• Dataset records:
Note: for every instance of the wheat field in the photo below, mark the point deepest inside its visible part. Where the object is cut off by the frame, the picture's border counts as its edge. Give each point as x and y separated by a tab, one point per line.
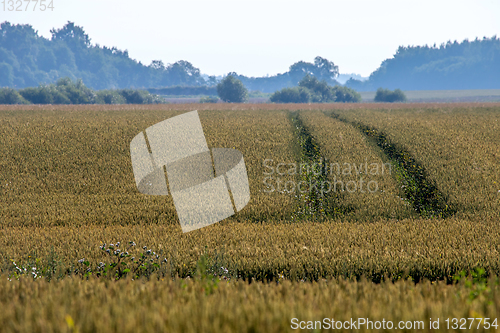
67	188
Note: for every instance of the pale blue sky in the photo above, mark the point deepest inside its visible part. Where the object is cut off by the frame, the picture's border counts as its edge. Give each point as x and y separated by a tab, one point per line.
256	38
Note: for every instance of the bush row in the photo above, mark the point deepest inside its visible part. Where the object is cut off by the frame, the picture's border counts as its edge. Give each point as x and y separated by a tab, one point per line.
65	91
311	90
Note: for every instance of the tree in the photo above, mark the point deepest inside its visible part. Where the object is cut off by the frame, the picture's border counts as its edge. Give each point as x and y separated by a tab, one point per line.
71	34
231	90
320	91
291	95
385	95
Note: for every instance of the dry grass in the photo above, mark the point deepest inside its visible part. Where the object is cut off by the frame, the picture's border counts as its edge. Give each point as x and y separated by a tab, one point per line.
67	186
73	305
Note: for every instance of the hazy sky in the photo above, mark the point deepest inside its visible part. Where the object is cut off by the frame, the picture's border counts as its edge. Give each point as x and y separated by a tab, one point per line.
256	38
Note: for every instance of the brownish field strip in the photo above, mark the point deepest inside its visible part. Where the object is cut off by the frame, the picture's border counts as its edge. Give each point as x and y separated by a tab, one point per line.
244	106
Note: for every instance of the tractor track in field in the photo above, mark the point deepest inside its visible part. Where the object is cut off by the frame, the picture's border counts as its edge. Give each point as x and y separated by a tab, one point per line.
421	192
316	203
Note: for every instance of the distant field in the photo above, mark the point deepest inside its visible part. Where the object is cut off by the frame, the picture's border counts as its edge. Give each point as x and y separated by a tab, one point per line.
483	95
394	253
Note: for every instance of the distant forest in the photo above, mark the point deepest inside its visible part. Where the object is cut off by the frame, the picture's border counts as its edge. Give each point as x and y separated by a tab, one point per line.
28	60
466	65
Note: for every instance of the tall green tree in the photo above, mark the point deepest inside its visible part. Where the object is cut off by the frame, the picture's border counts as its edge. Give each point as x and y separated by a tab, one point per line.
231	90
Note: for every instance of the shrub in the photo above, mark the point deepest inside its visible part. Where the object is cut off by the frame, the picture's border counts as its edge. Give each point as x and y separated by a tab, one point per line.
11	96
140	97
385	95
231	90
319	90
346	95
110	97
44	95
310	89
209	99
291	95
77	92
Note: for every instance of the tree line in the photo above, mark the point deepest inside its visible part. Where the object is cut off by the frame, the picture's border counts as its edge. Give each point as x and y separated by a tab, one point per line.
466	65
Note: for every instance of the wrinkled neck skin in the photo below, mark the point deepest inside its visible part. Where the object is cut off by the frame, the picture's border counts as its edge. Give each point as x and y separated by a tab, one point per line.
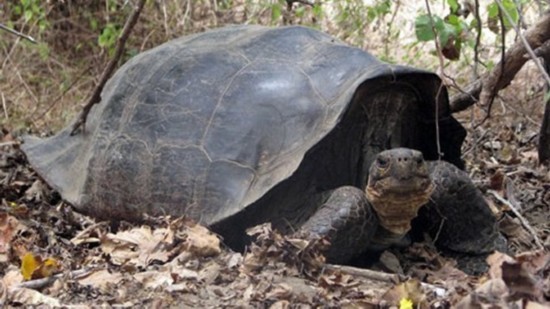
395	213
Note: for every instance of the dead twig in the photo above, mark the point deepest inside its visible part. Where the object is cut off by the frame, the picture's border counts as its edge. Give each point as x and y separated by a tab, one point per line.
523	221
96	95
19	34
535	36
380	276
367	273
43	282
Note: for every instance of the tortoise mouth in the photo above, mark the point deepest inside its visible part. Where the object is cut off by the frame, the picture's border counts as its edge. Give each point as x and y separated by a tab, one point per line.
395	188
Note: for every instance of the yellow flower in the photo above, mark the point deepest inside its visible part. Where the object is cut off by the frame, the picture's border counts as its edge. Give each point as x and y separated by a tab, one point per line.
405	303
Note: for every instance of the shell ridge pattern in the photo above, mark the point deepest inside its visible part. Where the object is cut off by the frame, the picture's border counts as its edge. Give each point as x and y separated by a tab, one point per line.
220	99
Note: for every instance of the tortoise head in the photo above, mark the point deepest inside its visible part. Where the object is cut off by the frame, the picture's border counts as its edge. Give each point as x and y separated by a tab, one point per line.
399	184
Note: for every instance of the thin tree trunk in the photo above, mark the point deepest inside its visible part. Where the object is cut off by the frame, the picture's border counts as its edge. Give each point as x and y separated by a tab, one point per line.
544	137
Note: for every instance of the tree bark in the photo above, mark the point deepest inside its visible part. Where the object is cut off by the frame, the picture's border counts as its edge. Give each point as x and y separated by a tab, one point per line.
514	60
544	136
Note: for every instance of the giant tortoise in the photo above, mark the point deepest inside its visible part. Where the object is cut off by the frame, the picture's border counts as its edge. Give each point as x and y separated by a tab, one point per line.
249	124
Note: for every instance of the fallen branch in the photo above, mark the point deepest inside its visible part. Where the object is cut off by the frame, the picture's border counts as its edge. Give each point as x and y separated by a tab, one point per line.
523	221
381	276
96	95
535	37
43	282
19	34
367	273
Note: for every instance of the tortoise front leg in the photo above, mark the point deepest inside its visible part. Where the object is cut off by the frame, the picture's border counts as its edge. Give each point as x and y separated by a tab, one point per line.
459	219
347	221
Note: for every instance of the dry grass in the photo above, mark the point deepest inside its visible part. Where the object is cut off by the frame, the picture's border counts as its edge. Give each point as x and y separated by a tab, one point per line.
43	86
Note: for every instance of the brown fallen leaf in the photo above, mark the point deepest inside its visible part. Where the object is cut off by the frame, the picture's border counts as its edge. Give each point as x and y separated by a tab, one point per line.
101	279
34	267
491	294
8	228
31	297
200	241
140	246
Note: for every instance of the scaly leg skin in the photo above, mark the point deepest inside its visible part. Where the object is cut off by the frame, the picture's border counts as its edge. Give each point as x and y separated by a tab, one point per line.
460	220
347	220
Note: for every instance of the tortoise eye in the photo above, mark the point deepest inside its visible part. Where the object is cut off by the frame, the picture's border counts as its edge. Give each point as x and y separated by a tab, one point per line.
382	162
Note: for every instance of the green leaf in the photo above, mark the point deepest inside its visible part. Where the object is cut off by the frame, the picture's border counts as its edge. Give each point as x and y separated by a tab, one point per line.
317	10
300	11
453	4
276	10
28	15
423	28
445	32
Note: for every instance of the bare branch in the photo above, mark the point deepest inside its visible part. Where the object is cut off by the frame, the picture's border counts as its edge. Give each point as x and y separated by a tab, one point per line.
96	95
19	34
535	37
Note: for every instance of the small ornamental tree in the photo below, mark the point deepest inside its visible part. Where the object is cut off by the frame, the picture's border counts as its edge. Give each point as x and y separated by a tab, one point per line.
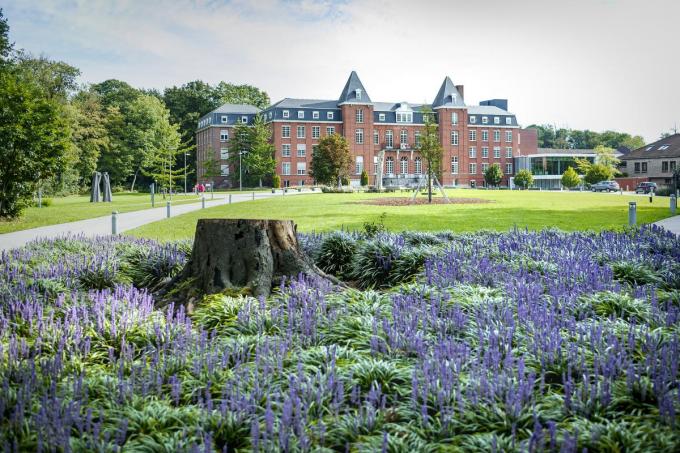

• Goal: Convert all of the items above into a JSON list of strings, with one string for each line and blank lines omitted. Exclude the pictures from the list.

• Completed task:
[
  "Note: for every instance of the wheat field in the photo below, mark the point deepest inside its visible part. Where the object is cut off by the frame, the picture's border counts as its edge. Give each point as x and y separated by a tab, one point per line.",
  "67\t188",
  "Note: for every instance of the pale blue sky in the photo above, mark the point deepest inside its visible part. Where the object is cut off by the frame, the picture's border counts as its edge. Give each point as x and y separated by a tab, one point per line.",
  "256\t38",
  "Note: for every instance of the bush row in the photo above, mark the point deepest inside its visible part. Where the object is cut off by the frame, the picture's border counts as its edge. Give each point as x and y separated by a tab, one point per line.",
  "65\t91",
  "311\t90",
  "Note: for every instance of the tree in the photo above, mark the point deepest inside its visible part. Where the object is cut off by the frame, the picture's border counts as its edge. Give each point as x and y separated by a tab, one point per line.",
  "71\t34",
  "231\t90",
  "320\t91",
  "291\t95",
  "385\t95",
  "Note: for every instance of the dry grass in the photo above, mark the point deepest inside its visible part. Where the object is cut off by the frame, the picture's border counts as its edge. Give each point as x and y separated by a tab, one point per line.",
  "67\t186",
  "73\t305",
  "Note: for every instance of the hazy sky in the photo above, mark the point deepest inside its visible part. Where the object is cut off by the frame, the picture's border counts as its edge. Give each point as x and y separated by a tab, one point per line.",
  "256\t38",
  "Note: for every instance of the brownish field strip in the photo above, mark the point deepest inside its visible part. Where the object is cut off by the frame, the picture's border counts as its edge. Give each point as x and y separated by a tab, one point per line.",
  "244\t106",
  "Note: for every instance of the tractor track in field in the photo above, mark the point deepest inside its visible part. Where the object is cut off by the frame, the picture's border counts as its edge. Give each point as x and y separated by a tab, one point per line.",
  "421\t192",
  "316\t203",
  "Note: for every instance of the distant field in the photo above, mark the point deepest inside its visible part. Where the object is cut off by the frame, the picture's border counts as its edge. Give each point as x and y separated by a tab, one point per line.",
  "483\t95",
  "394\t253",
  "Note: for every instance of the distant forest in the photo above, mark the point deepest inside its visible part. Where the object is cut off by the frame, the picture's border counts as its edge. Give each point as x and y separated by a tab, one point per line.",
  "28\t60",
  "466\t65",
  "Note: for every instance of the tall green tree in the photo above, mark the point deepest inside its visible part. Where the object is cut off by the frame, the picture's border counts as its edge. Give each point as x and y separated by a tab, one point per line.",
  "231\t90",
  "Note: for every instance of the shrub in the photo above, mark the point deepest inside its visible part. Where the object is cut off by the frame, the picture's border counts as its edge. Give each point as x and y separated by a tab, one point per line.",
  "11\t96",
  "140\t97",
  "385\t95",
  "231\t90",
  "319\t90",
  "346\t95",
  "110\t97",
  "44\t95",
  "310\t89",
  "209\t99",
  "291\t95",
  "77\t92",
  "Note: for every instance of the tree line in the photo above, mark the point deepest inside its visible part. Where the object is cut off by the frame, the picture's border counts as its edge. Give each point as x and y separated by a tab, one point per line.",
  "466\t65",
  "Note: for every instance of the wrinkled neck skin in the photo below, mark the point deepest inside its visible part. Where the object is cut off by the frame, the picture's border counts as its edge. Give each point as x and y separated by a tab, one point per line.",
  "395\t213",
  "Note: for every instance of the dead twig in the photo above, mark the point deepest inside its visible part. Where the object is cut off by the frame, the picture's border counts as its edge. Give each point as x and y separated by a tab, one point per line.",
  "523\t221",
  "96\t95",
  "19\t34",
  "535\t36",
  "380\t276",
  "367\t273",
  "43\t282",
  "Note: for every instance of the tortoise mouth in the photo above, mark the point deepest inside its visible part. Where the object is cut off by the frame, the picture's border counts as its edge. Give each point as x and y separated by a tab, one point per line.",
  "395\t188",
  "Note: for every instance of the yellow flower in the photo above, mark the point deepest inside its visible part. Where the object is cut off by the frame, the picture's border counts as its edge. Give each point as x and y separated by a tab, one point per line.",
  "405\t303",
  "Note: for every instance of the shell ridge pattern in the photo above, mark the point deepest inside its visible part. Where the object is cut off by the frame, the picture's border counts as its edge. Give each point as x and y separated by a tab, one point per line.",
  "220\t99",
  "Note: for every instance of the tortoise head in the photo above, mark the point deepest inside its visible part. Where the object is cut off by the frame, the picture's border counts as its edge. Give each point as x and y separated by a tab, one point per line.",
  "399\t184",
  "Note: for every instance of the thin tree trunk in the photo above, mark the point deepest inside its visible part. Where the object is cut off by the frame, the picture's border counts as its edge. Give each point as x and y separated by a tab, one point per line.",
  "544\t137",
  "Note: for every instance of the tree bark in the photo above, mark the point deepest inside its visible part. Where the object is cut off by the frame, the picture's border counts as its edge. Give each point as x and y separated by a tab, one point per line.",
  "514\t60",
  "544\t136",
  "Note: for every instance of the giant tortoise in the photo above, mark the point deepest inside its visible part. Where the object is cut off by the frame, the picture's border counts as its edge. Give each point as x and y separated by a tab, one point per line.",
  "249\t124",
  "Note: for every instance of the fallen branch in the photo above, mark the point deepest inside its visible part. Where the object is cut off by the frame, the picture's border counts as its edge. Give each point as x and y separated by a tab, one point per line.",
  "523\t221",
  "381\t276",
  "96\t95",
  "535\t37",
  "43\t282",
  "19\t34",
  "367\t273",
  "Note: for every instance of the tortoise front leg in the photo above, mark the point deepest inside its visible part. Where the object is cut off by the frame, the picture's border counts as its edge. Give each point as x and y separated by a tab, one point per line.",
  "459\t219",
  "347\t221",
  "Note: for every instance of the dry grass in the photo above, mark the point deepest inside its visible part. Where the object is cut off by the frame, the picture's border counts as its edge. Give each point as x and y separated by a tab, one point per line.",
  "43\t86",
  "Note: for every instance of the brown fallen leaf in the photo above, mark the point deepest inside its visible part. Where the object is cut off by the frame, the picture's border counts as its edge. Give each point as x and y separated by a tab, one point per line.",
  "101\t279",
  "34\t267",
  "491\t294",
  "8\t228",
  "31\t297",
  "200\t241",
  "140\t246",
  "Note: for every instance of the scaly leg skin in the photo above, mark the point deepest inside its visible part. Where the object is cut off by the frame, the picture's border counts as its edge. Give each point as x and y separated by a tab, one point per line.",
  "460\t220",
  "347\t220",
  "Note: for every instance of the tortoise eye in the photo above, mark the point deepest inside its visible part. Where the object is cut off by the frame, the picture's border counts as its edge. Give each point as x and y separated by a tab, one point per line.",
  "382\t162",
  "Note: for every instance of the green leaf in the photo above, mark the point deepest inside its visible part. Where the object is cut off by the frame, the picture's border counts as its edge. Give each point as x and y separated by a tab, one point per line.",
  "317\t10",
  "300\t11",
  "453\t4",
  "276\t10",
  "28\t15",
  "423\t28",
  "445\t32",
  "Note: for every instance of the bare branch in the photo above, mark the point deepest inside its visible part. Where the object is cut off by the frame, the picture's border counts as its edge. Give each point as x and y separated by a tab, one point per line.",
  "96\t95",
  "19\t34",
  "535\t37",
  "Note: for every instance of the small ornamental tree in the photo below, mark the point deepest inside its visible part. Where the object is cut off by the frame, the picture's border counts as its edge. Give each point as x and y separated by a tab, one point per line."
]